Source records
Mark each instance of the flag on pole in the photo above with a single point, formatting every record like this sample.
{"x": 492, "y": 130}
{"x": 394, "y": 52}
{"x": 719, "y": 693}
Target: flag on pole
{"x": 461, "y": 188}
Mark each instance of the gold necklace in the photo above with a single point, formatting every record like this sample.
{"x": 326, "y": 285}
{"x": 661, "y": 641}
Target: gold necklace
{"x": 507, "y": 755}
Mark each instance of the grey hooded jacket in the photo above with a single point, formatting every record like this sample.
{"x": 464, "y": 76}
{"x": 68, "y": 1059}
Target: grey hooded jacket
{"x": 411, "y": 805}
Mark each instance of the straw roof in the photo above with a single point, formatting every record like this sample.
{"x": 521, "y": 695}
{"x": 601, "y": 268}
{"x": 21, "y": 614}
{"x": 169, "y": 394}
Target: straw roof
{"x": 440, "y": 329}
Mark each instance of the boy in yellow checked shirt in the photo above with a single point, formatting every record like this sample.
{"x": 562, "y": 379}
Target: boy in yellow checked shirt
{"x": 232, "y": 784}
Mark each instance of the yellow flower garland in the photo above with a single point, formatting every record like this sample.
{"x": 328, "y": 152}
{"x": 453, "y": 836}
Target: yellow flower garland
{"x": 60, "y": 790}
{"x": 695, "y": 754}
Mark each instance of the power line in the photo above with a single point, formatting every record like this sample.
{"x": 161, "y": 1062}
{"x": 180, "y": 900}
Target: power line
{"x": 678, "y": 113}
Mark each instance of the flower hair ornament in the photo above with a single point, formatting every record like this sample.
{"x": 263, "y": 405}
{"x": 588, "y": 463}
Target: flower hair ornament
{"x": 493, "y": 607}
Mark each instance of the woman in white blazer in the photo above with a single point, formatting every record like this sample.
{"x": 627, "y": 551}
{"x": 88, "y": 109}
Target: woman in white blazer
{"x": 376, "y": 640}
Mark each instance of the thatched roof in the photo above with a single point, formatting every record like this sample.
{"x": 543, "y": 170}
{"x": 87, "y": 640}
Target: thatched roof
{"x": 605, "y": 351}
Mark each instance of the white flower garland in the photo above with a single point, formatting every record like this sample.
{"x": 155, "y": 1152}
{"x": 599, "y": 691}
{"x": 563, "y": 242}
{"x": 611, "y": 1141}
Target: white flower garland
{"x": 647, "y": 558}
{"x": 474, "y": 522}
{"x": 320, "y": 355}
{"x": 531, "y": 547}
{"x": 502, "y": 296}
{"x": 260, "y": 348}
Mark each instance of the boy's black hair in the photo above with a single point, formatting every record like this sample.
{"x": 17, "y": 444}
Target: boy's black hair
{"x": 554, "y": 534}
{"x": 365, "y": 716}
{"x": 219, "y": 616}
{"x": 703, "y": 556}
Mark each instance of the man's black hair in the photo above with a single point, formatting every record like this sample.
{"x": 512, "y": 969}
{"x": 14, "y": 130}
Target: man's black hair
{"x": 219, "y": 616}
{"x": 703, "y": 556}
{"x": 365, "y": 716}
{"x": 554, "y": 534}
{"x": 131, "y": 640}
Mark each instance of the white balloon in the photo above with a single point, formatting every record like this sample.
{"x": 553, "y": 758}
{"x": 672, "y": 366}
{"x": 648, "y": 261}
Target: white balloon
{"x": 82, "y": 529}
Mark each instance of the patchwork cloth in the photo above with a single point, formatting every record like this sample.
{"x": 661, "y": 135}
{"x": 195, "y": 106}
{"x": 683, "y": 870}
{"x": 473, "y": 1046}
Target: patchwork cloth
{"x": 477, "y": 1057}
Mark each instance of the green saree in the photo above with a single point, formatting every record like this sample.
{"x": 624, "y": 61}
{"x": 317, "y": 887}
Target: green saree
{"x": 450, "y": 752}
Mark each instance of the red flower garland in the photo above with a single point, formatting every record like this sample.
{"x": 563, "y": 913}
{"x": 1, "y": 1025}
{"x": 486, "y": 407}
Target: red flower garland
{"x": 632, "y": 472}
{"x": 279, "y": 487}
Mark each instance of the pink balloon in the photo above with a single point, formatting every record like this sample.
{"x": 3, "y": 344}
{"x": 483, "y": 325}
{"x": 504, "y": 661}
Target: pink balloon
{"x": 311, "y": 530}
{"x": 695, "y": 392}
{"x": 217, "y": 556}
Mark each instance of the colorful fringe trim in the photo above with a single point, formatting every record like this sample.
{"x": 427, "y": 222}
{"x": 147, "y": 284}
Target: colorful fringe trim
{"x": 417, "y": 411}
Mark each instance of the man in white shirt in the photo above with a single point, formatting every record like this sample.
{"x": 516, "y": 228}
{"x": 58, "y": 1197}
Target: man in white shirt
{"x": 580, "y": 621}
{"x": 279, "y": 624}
* * *
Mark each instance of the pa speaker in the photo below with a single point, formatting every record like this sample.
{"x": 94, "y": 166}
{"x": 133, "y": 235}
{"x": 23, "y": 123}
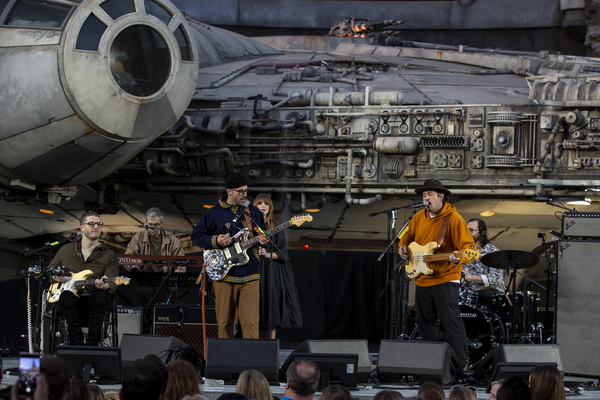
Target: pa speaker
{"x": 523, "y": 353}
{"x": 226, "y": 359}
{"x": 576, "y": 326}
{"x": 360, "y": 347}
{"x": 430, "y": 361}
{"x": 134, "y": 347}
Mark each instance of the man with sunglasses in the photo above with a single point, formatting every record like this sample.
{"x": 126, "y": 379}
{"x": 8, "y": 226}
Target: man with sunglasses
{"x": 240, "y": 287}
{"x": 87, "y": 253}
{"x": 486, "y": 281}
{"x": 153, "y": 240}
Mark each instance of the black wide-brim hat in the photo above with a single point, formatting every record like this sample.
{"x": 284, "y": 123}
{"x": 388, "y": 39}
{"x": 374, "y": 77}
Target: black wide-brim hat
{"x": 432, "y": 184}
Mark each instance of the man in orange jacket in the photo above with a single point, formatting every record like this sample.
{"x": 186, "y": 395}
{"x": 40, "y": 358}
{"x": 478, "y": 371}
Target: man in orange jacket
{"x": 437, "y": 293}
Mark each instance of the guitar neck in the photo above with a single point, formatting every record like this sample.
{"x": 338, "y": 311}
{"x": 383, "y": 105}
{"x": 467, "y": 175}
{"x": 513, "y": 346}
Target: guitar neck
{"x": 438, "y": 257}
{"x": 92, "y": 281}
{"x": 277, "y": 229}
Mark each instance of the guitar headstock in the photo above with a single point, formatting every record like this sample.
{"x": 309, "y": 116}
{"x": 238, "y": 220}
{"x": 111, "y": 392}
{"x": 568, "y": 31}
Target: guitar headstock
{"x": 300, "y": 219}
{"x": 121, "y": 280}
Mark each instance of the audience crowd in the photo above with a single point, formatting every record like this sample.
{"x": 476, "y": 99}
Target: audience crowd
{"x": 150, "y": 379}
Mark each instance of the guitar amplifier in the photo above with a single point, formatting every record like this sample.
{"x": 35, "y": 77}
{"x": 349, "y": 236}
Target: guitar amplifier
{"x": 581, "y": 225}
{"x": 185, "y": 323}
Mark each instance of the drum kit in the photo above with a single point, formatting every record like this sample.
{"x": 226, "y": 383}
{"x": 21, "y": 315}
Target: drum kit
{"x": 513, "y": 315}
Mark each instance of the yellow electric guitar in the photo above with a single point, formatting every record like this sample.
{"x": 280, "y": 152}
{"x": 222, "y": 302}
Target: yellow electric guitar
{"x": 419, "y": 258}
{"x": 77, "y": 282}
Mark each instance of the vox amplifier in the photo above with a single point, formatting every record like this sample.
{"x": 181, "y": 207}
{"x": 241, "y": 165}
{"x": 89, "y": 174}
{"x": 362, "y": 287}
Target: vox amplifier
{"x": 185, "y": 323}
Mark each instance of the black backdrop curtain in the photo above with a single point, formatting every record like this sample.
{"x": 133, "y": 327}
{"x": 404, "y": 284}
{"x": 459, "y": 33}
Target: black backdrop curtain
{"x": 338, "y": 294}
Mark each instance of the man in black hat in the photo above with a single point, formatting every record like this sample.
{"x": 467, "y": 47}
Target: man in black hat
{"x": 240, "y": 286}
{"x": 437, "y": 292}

__WORK TO COMPLETE__: Please tally the lines in the records above that contain the string "roof", treating uppercase and lowercase as different, and give only the number.

__RESPONSE FOR THIS EXERCISE__: 4